Gösterilen metin:
---+---

Batılılar, Vladimir Putin ile masaya oturmalı!

Batılılar, Vladimir Putin ile masaya oturmalı!

Batılılar, Vladimir Putin ile masaya oturmalı! Batılılar, Vladimir Putin ile masaya oturmalı!

Batılılar, Vladimir Putin ile masaya oturmalı!

MOSKOVA

Rusya Devlet Başkanı Vladimir Putin, 72. Yaş gününü kutladı. Vladimir Putin, Sovyetler Birliği’nin dağılmasından sonra darbeler ve ekonomik sorunlar ile mücadele eden Rusya Federasyonu’nun başına 2000 yılında geldi. Rusya’nın, Kuzey Kafkasya başta olmak üzere birçok sorunu varken Putin hemen kolları sıvadı. Önce Rusya Federasyonu içindeki birliği sağlaması gerekiyordu. Çeçenistan’a askeri operasyon da yaptı, Çeçen tarafıyla masaya oturup, sorunu diplomatik yollarla çözme yoluna da gitti.

Sonuç olarak Rusya, kendisi için kanayan yara haline gelen Kuzey Kafkasya sorununu kökten çözdü.

Türkiye ile aynı dönemde ekonomik krizlerle boğuşan Rusya Federasyonu yine milenyum çağının ilk yıllarında ekonomisini düzeltmek için büyük efor sarf etti ve başarıya da ulaştı. Kısmi özelleştirmeler, oligarkların tehditlerinden arınma, mafyanın ortadan kaldırılması, tekelciliğin sonlanması, çoklu üretim sistemine geçilmesi ve enerji üretiminin modernizasyonuyla birlikte arttırılması.

Vladimir Putin, ülkenin başına geçtiği ilk günden itibaren de batılılar ile iyi ilişkiler kurma yolunu seçti. Kendilerinin batılılar için bir tehdit olmadığını göstermek için NATO’ya dahil olmak istediklerini bile dile getirmişti. Ancak batılılara güçlü bir ‘düşman’ lazımdı ve Rusya da eski gücüne kavuşuyordu.

Rusya Federasyonu, teknolojiye büyük yatırımlar yaptı. İnternet, uzay, askeri ve devletin teknolojik dönüşümü kısa sürede gerçekleşti ve bu yatırımlar hiç eksilmedi. Rusya artık bir dünya ülkesi olmuştu. Amerikalı liderlerin yanı sıra Avrupalı liderler ile sık sık görüşmeler yapıp, dünyada refahın arttırılması, bölgesel çatışmaların sonlanması ve dünya barışı için öneriler yapıyordu.

---+---

Sağlanan malzeme:
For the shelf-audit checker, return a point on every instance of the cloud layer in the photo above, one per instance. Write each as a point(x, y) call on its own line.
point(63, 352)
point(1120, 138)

---+---

Görev ayrıntıları:
Putin hakkındaki metne göre şu soruları yanıtlayın:
1. Putin kaçıncı yaş gününü kutladı?
2. Putin Rusya Federasyonu'nun başına hangi yılda geldi?
3. Rusya, batılılar için bir tehdit olmadığını göstermek amacıyla neye dahil olmak istediğini dile getirmişti?

Yanıt aşağıda:
1. 72. yaş gününü kutladı.
2. 2000 yılında geldi.
3. NATO'ya dahil olmak istediğini dile getirmişti.